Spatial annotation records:
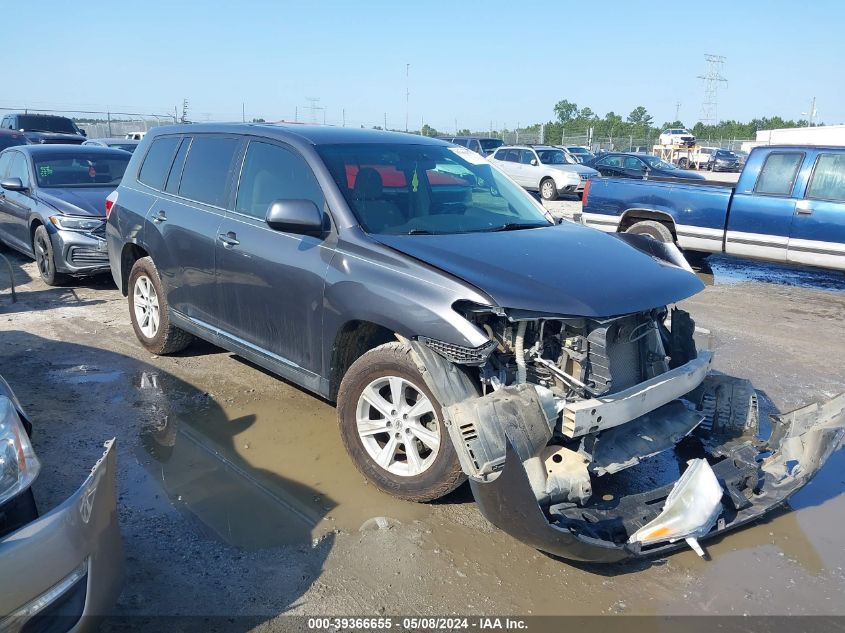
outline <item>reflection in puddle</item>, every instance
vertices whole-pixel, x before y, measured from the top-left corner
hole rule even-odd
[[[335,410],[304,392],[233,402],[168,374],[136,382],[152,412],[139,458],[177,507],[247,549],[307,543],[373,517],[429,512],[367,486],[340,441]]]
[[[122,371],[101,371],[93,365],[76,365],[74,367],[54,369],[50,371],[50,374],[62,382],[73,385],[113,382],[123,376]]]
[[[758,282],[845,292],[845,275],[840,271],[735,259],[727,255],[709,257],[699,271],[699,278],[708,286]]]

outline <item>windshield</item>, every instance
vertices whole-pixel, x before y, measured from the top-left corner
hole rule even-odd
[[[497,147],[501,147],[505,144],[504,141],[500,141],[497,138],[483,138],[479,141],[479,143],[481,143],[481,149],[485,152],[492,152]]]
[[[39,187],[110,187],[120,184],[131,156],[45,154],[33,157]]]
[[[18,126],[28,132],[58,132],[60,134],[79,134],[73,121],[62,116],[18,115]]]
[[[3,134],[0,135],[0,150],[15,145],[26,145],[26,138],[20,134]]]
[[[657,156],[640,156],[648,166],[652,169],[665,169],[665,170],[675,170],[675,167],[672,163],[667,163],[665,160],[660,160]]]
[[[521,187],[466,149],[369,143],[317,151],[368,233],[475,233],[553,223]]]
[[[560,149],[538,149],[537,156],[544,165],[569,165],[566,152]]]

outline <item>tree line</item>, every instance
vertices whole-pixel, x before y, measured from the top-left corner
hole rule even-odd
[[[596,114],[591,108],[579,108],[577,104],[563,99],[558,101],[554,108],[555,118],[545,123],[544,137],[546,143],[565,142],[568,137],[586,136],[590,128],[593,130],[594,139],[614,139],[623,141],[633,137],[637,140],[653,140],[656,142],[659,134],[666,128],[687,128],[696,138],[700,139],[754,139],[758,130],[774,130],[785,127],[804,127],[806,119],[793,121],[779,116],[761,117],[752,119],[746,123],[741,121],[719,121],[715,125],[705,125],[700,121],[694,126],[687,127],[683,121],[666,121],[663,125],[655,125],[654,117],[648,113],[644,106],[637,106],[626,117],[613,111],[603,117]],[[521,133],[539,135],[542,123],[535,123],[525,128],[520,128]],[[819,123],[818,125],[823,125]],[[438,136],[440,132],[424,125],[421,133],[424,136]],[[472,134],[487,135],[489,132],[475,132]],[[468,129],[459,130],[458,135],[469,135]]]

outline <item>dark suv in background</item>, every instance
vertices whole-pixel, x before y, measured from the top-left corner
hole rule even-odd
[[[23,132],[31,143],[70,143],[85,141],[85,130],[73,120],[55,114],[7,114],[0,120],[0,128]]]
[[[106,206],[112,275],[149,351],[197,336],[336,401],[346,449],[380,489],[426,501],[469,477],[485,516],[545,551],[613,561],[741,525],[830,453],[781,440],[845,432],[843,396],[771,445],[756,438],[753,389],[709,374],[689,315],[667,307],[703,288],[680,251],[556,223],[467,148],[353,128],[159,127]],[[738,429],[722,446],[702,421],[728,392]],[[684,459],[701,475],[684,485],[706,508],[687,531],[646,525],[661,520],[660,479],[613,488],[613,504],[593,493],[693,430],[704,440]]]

--

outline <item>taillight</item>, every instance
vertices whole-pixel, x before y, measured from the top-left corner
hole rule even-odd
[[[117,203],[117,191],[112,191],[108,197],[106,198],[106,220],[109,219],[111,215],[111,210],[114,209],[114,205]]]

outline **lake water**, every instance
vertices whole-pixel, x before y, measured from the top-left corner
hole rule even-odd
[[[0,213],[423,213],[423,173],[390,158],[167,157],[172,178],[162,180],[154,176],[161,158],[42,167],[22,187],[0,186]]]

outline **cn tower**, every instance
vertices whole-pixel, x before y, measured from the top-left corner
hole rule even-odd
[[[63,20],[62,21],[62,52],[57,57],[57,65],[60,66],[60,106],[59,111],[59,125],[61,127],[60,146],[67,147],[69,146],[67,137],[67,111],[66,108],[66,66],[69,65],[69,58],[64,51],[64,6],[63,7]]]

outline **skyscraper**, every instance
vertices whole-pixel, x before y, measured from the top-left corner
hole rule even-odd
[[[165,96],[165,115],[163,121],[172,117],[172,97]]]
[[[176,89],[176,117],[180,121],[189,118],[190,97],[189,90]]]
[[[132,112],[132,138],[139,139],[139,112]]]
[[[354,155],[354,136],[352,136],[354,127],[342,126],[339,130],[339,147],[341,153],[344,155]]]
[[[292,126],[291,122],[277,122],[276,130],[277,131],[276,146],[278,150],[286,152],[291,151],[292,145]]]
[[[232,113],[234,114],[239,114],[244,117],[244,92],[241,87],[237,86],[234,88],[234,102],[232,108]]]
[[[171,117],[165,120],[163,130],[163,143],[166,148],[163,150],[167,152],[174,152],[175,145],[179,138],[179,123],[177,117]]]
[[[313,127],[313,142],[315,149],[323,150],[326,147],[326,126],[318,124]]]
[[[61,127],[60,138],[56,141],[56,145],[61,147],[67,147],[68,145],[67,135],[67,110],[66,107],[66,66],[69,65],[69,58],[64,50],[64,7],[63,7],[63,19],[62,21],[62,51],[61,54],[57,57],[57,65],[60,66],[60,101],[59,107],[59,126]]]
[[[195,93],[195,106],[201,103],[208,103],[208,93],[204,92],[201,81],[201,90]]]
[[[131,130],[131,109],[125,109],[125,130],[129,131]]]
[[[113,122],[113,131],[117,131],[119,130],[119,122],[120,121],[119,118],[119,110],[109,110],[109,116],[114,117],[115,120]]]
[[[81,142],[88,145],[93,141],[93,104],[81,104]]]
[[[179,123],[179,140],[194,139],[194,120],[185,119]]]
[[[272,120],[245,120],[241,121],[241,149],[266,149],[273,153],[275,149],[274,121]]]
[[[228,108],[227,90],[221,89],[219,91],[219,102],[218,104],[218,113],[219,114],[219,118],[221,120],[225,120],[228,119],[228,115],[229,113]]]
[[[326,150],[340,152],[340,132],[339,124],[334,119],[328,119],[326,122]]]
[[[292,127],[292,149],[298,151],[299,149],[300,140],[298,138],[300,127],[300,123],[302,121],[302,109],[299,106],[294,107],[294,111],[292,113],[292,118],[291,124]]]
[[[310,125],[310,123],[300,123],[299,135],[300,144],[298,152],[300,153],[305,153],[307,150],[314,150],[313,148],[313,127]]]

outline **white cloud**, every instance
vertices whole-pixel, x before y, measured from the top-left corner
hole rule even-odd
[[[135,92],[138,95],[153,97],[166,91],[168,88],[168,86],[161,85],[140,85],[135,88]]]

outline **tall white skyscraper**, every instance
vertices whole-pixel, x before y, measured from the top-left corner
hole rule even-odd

**Given exercise:**
Reproduce the material starting at the line containing "outline <item>reflection in" and ending at the line containing "[[[560,149],[538,149],[537,156],[544,165],[569,165],[566,152]]]", switching "windshield" to "windscreen" and keeping everything else identical.

**Answer for this exercise:**
outline <item>reflection in puddle</item>, every instance
vertices whole-pixel, x before y, measured from the top-left corner
hole rule even-odd
[[[335,410],[304,392],[233,402],[168,374],[136,382],[152,412],[139,458],[177,507],[247,549],[307,543],[373,517],[429,512],[367,486],[340,441]]]
[[[122,371],[101,371],[93,365],[76,365],[74,367],[54,369],[50,371],[50,374],[62,382],[73,385],[113,382],[123,376]]]
[[[758,282],[845,292],[845,275],[840,271],[735,259],[727,255],[709,257],[699,271],[699,278],[708,286]]]

outline <item>windscreen</item>, every instance
vertices whole-pixel, x before y, measured from the top-left corner
hole rule even-odd
[[[497,147],[501,147],[505,144],[504,141],[500,141],[497,138],[483,138],[479,141],[479,143],[481,143],[481,149],[485,152],[492,152]]]
[[[39,187],[110,187],[120,184],[131,156],[45,154],[33,157]]]
[[[18,126],[28,132],[58,132],[60,134],[79,134],[73,121],[62,116],[18,115]]]
[[[3,134],[0,135],[0,150],[15,145],[26,145],[26,138],[20,134]]]
[[[657,156],[640,156],[648,166],[652,169],[665,169],[665,170],[675,170],[675,167],[672,163],[667,163],[665,160],[660,160]]]
[[[521,187],[466,149],[369,143],[317,151],[368,233],[475,233],[553,223]]]
[[[560,149],[538,149],[537,156],[544,165],[569,165],[566,152]]]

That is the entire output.